* WHAT YOU HAVE TO DO: Please list every line in the material below that contains the string "shirt", copying each one in full.

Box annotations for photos
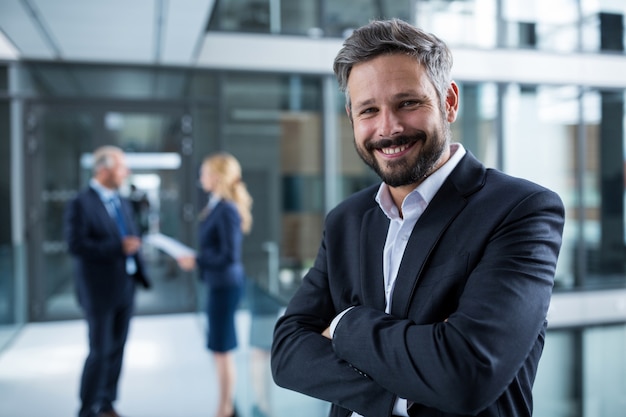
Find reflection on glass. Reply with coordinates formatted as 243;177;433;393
503;85;578;287
502;0;579;52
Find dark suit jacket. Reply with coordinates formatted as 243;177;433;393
196;200;245;287
272;152;564;417
65;188;150;312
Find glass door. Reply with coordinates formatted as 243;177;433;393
24;103;196;321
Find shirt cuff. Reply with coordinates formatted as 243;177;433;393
330;306;354;339
393;398;409;417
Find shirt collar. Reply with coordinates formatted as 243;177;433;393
89;178;118;202
376;143;467;220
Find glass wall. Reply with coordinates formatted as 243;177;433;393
208;0;626;53
0;62;18;349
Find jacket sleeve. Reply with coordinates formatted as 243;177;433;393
271;228;395;417
272;186;564;416
333;191;564;415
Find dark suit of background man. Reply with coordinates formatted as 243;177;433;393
271;20;564;417
65;146;149;417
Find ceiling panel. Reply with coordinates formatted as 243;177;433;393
0;0;214;65
0;0;54;59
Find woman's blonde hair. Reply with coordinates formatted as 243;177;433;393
202;152;252;233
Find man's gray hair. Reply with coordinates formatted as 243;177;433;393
333;19;452;106
92;145;124;174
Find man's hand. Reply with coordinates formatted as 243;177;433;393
122;236;141;255
176;256;196;271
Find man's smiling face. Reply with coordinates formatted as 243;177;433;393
347;54;458;187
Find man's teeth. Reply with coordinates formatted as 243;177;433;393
381;145;409;155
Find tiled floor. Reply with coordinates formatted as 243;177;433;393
0;310;328;417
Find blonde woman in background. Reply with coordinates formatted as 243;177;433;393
178;152;252;417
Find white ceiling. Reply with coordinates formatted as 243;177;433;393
0;0;214;66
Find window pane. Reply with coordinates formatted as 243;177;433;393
503;84;578;287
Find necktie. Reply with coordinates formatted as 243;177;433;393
111;196;137;275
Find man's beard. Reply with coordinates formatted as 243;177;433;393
355;123;450;187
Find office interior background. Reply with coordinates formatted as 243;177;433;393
0;0;626;417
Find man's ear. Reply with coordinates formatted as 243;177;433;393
446;81;459;123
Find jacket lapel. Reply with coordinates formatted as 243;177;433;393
359;205;389;311
388;151;485;317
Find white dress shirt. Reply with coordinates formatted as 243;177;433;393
330;143;466;417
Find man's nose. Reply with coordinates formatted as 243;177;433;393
378;109;403;138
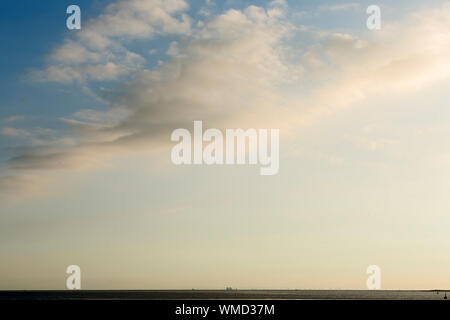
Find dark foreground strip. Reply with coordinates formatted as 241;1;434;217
0;300;444;320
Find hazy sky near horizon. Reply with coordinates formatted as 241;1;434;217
0;0;450;290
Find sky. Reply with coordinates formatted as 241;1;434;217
0;0;450;289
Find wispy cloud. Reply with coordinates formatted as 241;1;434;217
7;1;450;195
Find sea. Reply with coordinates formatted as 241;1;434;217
0;289;450;300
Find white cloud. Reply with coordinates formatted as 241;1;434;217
30;0;191;83
4;1;450;194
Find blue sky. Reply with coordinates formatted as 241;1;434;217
0;0;450;289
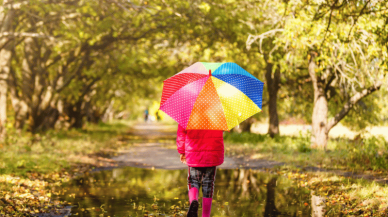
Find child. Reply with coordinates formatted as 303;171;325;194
177;126;224;217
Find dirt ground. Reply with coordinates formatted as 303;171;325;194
111;123;388;184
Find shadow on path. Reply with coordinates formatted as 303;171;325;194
112;123;388;184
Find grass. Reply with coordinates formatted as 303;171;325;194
224;133;388;172
0;121;137;216
224;133;388;216
0;119;135;176
281;170;388;216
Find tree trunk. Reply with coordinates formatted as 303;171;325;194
232;117;257;133
311;192;326;217
308;52;328;149
0;0;14;141
264;177;280;217
265;61;280;138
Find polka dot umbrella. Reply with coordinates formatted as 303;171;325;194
160;62;264;131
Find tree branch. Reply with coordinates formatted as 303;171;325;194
326;81;382;133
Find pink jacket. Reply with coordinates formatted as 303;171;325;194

* OUTPUT FOR THIS TASK:
Find shirt cuff. Reply with coordinates formatted as 243;177;433;393
Find shirt collar. Reply with coordinates formatted as 243;177;433;393
Find white dress shirt. Reply with coordinates formatted as 243;177;433;393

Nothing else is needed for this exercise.